Objective: Keep only the rows below that contain the string "Player", and copy each of them out. Treat uppercase and lowercase letters as different.

Supplied material:
══════
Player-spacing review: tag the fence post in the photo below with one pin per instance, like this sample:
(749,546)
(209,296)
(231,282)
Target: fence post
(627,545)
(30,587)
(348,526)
══════
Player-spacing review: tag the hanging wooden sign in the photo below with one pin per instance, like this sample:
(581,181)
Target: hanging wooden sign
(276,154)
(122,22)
══════
Task solution:
Player-spacing review: tag the fence post in the photo below with one pin per instance, like this sample:
Player-spacing review: tag the hanging wooden sign in the photo below with one pin per instance, like this sample:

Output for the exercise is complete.